EXERCISE DETAILS => Write out the listing exactly as it is given.

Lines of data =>
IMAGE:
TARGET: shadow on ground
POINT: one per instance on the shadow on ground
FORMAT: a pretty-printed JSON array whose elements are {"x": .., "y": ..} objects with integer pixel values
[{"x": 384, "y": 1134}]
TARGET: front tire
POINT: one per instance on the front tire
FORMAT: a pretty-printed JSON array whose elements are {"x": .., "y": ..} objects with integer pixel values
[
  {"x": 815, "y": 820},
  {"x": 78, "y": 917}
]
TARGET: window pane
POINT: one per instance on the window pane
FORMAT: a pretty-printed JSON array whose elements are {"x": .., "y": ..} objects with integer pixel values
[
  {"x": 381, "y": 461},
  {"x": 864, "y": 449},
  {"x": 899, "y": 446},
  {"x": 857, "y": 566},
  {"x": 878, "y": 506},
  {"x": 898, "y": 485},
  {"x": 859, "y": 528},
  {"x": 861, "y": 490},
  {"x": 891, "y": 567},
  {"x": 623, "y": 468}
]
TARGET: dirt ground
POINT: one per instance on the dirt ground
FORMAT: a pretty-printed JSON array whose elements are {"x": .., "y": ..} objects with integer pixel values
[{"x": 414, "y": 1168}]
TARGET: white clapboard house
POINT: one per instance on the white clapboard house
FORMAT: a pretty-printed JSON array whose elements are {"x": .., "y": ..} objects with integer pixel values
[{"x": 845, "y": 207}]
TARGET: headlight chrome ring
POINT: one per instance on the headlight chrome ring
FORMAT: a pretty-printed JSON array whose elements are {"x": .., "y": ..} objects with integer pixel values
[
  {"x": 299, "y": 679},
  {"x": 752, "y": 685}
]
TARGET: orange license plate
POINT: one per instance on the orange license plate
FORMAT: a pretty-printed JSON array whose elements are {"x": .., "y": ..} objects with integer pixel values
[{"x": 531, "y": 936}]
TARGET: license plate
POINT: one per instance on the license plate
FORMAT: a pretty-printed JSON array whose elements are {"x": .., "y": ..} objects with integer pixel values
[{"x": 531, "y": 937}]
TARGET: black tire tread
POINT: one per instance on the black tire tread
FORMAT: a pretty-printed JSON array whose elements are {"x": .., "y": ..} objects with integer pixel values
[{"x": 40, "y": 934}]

COMPLETE RESPONSE =>
IMAGE:
TARGET: shadow on ground
POINT: one per instance on the shadow on ground
FORMAT: a pretty-printed JSON array whose elements are {"x": .., "y": ..} objects with integer pixel values
[{"x": 384, "y": 1134}]
TARGET: front tire
POINT: one per instance on the front tire
FORMAT: a pretty-printed JSON array whose elements are {"x": .., "y": ..} objects with integer pixel values
[
  {"x": 815, "y": 820},
  {"x": 78, "y": 917}
]
TARGET: window pane
POINT: one per instance on the window pane
FORMAT: a pretty-printed JSON array whose elements are {"x": .., "y": ..} objects with integer pixel values
[
  {"x": 381, "y": 461},
  {"x": 864, "y": 449},
  {"x": 899, "y": 446},
  {"x": 857, "y": 566},
  {"x": 878, "y": 506},
  {"x": 898, "y": 485},
  {"x": 859, "y": 528},
  {"x": 861, "y": 490},
  {"x": 891, "y": 567},
  {"x": 623, "y": 468}
]
TARGET: dirt ground
POINT: one per instance on the dirt ground
FORMAT: a pretty-printed JSON array whose elements are {"x": .., "y": ..} objects with integer pixel values
[{"x": 414, "y": 1168}]
TARGET: white clapboard house
POINT: one per instance on the white clapboard house
FORMAT: a pretty-printed JSON array whose elements are {"x": .., "y": ..} objects with integer pixel values
[{"x": 845, "y": 207}]
TARGET: headlight chrome ring
POINT: one per instance on the headlight chrome ring
FORMAT: a pretty-printed JSON array whose elements are {"x": .., "y": ..} objects with integer pixel values
[
  {"x": 299, "y": 679},
  {"x": 752, "y": 685}
]
TARGET: orange license plate
POINT: one per instance on the orange license plate
FORMAT: a pretty-printed JSON array whose elements are {"x": .., "y": ..} objects with integer pixel values
[{"x": 531, "y": 936}]
TARGET: license plate
POINT: one per instance on the license plate
FORMAT: a pretty-printed JSON array whose elements are {"x": .., "y": ..} objects with integer pixel values
[{"x": 531, "y": 937}]
TARGET: black tire tread
POINT: one per instance on the black tire tread
FORMAT: a pretty-printed JSON array whose elements are {"x": .., "y": ..} objects with integer pixel values
[{"x": 40, "y": 934}]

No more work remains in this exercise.